▶ TO BE DONE
1. Please list the group members named in the Spotify Top 200 notebook.
2. In the Spotify Top 200 notebook, what value does the import code give to the maximum number of displayed rows?
3. Write the next part of the Spotify Top 200 notebook, picking up after its final line of code.

▶ EXCERPTED TEXT
==*==
# Data Wrangling - Spotify Top 200

### Introduction
In this project we will look at multiple questions regarding the Top 200 Spotify songs. For this we will look at the sentiment of the lyrics and combine this data with other datasets to hopefully derive some interesting conclusions. Every section in this notebok represents a research question regarding this topic.

Group members of this project:
<ul>
    <li>Luuk Kaandorp (2623537)</li>
    <li>Lucas de Geus</li>
    <li>Ward Pennink</li>
    <li>Matthijs Blaauw</li>
</ul>

### Import
This section imports every function and package used in the following sections, please run this before running all others.

In [1]:
# read neccessary libraries for pandas
import numpy as np
import pandas as pd
import matplotlib.pyplot as plt
pd.options.display.max_rows = 20
np.set_printoptions(precision = 4, suppress = True)
==*==
▶ COLLECTED MATERIAL

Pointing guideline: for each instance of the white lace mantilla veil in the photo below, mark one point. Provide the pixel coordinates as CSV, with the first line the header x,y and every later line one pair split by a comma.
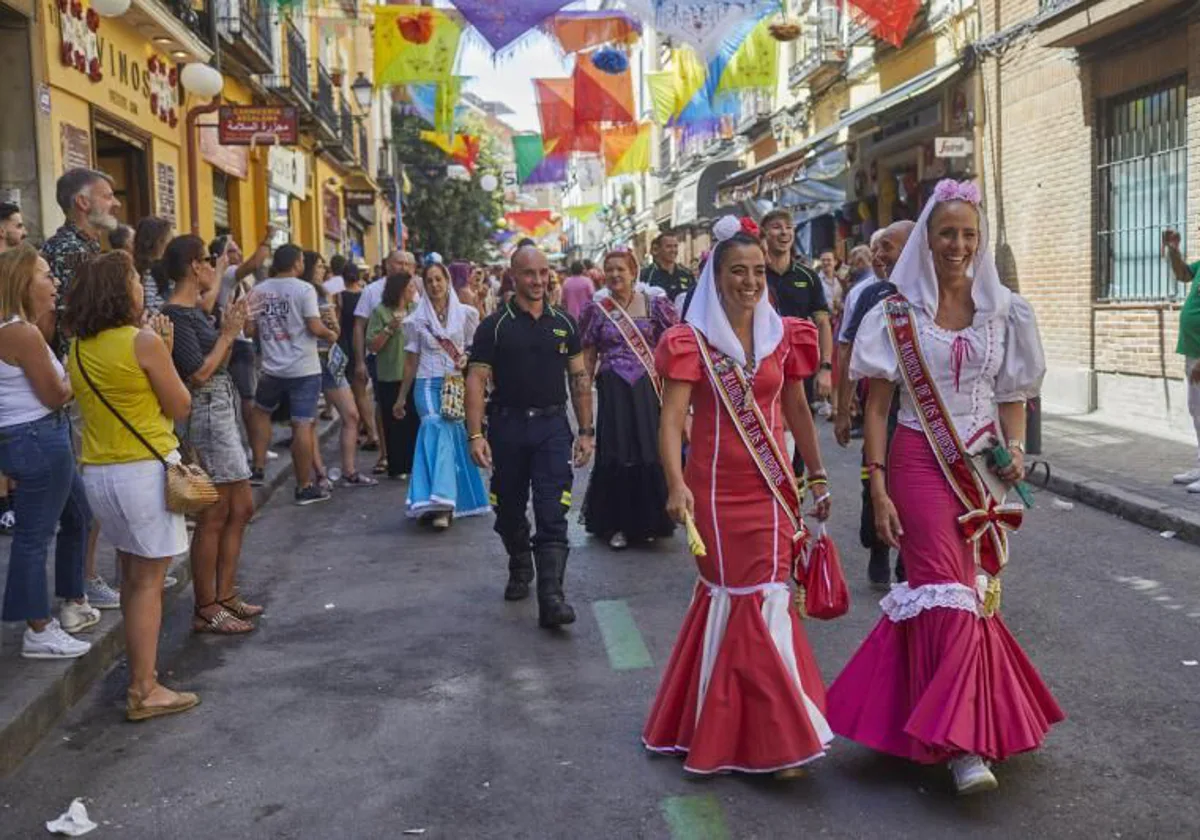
==*==
▶ ANSWERS FOR THIS EXERCISE
1. Luuk Kaandorp, Lucas de Geus, Ward Pennink, Matthijs Blaauw

2. 20

3.
# read neccessary libraries for getting the lyrics
import requests
from bs4 import BeautifulSoup

# read neccessary libraries for sentiment analysis
import nltk
nltk.download('vader_lexicon')
from nltk.sentiment.vader import SentimentIntensityAnalyzer

# read neccessary libraries for text pre-processing
import string

# read neccessary libraries for language detection
from langdetect import detect

[nltk_data] Downloading package vader_lexicon to
[nltk_data]     C:\Users\lucas\AppData\Roaming\nltk_data...
[nltk_data]   Package vader_lexicon is already up-to-date!


### Q1: Proportion of songs with positive sentiment compared to songs with negative sentiment in the Top 200

This question tries to answer whether there are more songs with a positive sentiment in the Top 200 than songs with a negative sentiment. In the code field below we start by getting the weekly Top 200 from the US on Spotify in the week of 09-01-2020 to 16-01-2020.

In [12]:
# this reads in the Spotify Top 200 of the US of this week
this_weeks_top200_file = "regional-us-weekly-latest.csv"
this_weeks_top200 = pd.read_csv(this_weeks_top200_file, header=1)
this_weeks_top200 = pd.DataFrame(this_weeks_top200.head(50))
this_weeks_top200

Unnamed: 0,Position,Track Name,Artist,Streams,URL
0,1,The Box,Roddy Ricch,18952305,https://open.spotify.com/track/0nbXyq5TXYPCO7p...
1,2,ROXANNE,Arizona Zervas,9671478,https://open.spotify.com/track/696DnlkuDOXcMAn...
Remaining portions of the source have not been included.